■ REQUIREMENT ■
Pull out every line of the items below that contains the word "blue", matching case exactly.

[Object point labels]

BEGIN

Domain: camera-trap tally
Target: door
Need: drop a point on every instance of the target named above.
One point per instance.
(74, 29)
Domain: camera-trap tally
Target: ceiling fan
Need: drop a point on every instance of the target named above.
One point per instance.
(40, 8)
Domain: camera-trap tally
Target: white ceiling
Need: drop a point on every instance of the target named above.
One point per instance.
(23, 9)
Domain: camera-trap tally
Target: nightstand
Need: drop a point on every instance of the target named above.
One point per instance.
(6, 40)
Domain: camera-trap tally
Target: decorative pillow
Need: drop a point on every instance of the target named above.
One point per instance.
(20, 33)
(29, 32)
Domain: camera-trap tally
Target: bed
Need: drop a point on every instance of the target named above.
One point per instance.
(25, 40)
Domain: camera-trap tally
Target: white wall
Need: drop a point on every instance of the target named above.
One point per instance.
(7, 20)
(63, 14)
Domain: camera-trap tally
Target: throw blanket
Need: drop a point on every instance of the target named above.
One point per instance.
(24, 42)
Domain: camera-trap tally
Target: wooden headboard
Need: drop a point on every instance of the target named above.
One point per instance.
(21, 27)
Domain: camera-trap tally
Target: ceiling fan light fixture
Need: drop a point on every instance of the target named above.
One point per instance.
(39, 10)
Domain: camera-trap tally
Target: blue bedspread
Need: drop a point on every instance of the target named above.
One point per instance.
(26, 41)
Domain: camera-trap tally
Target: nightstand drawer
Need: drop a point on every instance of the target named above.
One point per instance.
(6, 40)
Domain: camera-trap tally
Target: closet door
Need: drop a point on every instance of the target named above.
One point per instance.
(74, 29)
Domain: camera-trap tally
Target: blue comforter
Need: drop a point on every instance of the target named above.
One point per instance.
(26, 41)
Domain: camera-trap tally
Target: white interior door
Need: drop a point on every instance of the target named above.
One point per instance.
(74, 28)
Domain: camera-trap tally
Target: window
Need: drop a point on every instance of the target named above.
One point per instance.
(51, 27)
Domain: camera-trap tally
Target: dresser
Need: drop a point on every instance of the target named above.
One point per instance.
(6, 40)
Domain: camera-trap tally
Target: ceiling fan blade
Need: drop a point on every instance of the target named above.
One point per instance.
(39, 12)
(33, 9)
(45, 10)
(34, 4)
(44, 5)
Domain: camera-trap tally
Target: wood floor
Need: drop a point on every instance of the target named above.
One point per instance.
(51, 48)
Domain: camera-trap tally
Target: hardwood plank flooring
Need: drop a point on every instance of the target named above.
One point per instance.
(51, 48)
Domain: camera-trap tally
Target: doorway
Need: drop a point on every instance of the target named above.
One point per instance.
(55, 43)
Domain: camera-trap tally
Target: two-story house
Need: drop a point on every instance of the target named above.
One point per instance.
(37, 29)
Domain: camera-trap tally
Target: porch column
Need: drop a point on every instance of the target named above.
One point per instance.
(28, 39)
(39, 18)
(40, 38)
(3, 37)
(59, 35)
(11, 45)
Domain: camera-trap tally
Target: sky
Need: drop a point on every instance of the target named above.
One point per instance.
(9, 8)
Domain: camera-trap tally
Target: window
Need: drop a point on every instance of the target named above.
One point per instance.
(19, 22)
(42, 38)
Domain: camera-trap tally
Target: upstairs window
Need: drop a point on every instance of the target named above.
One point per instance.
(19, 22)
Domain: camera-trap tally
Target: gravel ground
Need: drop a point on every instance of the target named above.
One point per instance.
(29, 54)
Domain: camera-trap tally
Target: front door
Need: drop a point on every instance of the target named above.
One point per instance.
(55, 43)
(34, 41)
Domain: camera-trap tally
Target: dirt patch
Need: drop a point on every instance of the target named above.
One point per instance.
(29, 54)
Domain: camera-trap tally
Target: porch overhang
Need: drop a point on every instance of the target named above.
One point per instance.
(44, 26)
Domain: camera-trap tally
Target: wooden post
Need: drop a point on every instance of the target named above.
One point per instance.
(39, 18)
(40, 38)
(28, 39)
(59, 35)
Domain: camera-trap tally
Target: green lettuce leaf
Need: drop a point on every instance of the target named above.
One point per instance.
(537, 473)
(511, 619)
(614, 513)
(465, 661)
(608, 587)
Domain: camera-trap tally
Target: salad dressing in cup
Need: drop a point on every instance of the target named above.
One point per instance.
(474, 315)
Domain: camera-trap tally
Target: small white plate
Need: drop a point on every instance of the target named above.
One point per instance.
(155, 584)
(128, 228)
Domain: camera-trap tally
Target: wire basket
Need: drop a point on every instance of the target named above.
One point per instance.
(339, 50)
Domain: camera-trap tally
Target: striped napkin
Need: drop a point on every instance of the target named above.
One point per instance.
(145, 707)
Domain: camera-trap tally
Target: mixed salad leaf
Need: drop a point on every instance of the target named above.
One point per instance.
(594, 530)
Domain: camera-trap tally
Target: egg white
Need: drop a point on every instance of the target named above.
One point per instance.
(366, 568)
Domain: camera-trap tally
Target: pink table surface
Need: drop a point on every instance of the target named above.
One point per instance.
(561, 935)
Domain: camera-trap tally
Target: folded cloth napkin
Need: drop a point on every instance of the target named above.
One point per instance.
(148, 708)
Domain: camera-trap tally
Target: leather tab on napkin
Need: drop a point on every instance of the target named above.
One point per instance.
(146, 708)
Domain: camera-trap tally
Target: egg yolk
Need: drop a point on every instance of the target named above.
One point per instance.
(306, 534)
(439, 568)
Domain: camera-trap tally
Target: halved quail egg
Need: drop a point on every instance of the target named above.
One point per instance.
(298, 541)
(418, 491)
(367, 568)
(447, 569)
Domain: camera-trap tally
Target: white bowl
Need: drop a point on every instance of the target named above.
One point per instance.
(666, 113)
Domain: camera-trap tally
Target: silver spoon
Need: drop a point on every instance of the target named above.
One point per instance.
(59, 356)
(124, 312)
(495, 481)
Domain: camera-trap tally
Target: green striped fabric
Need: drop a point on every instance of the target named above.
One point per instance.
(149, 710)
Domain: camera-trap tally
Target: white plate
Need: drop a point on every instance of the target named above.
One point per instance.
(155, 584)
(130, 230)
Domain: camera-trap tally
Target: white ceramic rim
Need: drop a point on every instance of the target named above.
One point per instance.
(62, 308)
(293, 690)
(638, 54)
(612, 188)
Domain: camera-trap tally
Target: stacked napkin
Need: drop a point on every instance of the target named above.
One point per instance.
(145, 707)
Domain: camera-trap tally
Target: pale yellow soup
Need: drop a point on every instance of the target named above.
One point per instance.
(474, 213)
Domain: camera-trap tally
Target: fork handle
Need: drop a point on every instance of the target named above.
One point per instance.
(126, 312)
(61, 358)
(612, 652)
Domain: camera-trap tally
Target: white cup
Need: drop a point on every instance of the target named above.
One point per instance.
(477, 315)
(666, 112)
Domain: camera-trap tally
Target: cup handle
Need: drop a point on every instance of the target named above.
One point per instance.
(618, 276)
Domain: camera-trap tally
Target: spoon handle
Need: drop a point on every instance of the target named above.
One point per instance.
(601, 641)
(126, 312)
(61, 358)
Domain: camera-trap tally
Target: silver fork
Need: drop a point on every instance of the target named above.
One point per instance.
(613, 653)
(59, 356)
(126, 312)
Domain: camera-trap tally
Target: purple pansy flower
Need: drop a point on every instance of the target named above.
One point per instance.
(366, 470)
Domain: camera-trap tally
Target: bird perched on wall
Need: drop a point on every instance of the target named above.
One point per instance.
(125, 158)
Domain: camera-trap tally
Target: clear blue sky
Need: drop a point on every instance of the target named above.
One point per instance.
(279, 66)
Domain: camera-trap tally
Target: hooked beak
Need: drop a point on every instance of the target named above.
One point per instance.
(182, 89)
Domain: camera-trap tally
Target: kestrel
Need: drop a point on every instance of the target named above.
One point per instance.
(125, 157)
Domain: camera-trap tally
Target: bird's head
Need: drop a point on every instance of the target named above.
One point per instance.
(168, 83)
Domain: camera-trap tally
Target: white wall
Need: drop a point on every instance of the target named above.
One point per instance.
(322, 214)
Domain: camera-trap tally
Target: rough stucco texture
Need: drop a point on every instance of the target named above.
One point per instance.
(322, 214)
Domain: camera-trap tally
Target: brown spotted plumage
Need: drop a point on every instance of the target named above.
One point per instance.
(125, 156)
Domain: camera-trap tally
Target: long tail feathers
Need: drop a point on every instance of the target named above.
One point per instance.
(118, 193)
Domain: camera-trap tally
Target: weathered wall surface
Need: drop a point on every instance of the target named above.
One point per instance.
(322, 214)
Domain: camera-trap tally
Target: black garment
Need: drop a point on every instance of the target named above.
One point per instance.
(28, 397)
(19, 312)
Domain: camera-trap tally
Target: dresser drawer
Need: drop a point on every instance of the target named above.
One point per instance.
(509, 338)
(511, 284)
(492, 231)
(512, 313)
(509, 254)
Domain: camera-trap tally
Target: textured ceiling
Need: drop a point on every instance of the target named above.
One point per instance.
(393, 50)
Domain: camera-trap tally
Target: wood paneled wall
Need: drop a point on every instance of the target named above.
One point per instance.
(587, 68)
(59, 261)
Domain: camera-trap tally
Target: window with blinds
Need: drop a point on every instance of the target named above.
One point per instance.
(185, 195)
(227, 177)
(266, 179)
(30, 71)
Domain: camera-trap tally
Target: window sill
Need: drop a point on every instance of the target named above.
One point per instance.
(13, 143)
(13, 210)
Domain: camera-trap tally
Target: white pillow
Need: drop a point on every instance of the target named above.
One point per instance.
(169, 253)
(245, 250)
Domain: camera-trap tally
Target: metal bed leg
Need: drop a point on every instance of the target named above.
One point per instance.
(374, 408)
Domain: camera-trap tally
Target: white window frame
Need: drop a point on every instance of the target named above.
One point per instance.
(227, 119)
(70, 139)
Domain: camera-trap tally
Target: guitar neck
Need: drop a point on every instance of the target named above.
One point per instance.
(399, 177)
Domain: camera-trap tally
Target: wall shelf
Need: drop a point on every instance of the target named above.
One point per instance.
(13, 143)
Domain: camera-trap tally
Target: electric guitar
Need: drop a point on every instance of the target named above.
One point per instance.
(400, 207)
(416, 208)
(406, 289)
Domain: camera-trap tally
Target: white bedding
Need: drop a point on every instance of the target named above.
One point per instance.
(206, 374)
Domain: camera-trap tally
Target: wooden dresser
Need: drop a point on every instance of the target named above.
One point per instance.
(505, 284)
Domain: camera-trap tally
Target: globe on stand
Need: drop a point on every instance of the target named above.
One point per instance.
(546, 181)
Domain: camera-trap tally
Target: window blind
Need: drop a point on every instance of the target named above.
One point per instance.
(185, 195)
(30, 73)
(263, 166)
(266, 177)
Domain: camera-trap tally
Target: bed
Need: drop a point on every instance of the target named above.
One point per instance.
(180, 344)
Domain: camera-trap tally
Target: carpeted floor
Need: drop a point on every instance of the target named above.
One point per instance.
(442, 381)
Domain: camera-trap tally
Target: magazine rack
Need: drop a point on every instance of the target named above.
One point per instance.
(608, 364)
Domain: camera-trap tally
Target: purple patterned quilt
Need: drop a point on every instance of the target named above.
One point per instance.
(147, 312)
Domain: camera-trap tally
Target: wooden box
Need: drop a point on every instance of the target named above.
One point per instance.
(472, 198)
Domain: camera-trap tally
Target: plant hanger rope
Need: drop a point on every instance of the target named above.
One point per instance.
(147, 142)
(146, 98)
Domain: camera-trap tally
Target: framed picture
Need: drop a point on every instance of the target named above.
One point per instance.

END

■ RESPONSE BELOW ■
Target: blue bedspread
Target: blue comforter
Target: clear blue sky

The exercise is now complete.